- _AIM OF THE TASK_
All lines below containing the string "point" are to be copied.

(Saved entries)
┄┄┄┄┄┄

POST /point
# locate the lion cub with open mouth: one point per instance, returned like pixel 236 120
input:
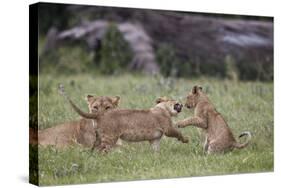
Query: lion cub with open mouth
pixel 219 137
pixel 81 131
pixel 136 125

┄┄┄┄┄┄

- _RESULT OF THE EXERCISE_
POST /point
# locate the lion cub with open mouth: one point per instance, returned like pixel 236 120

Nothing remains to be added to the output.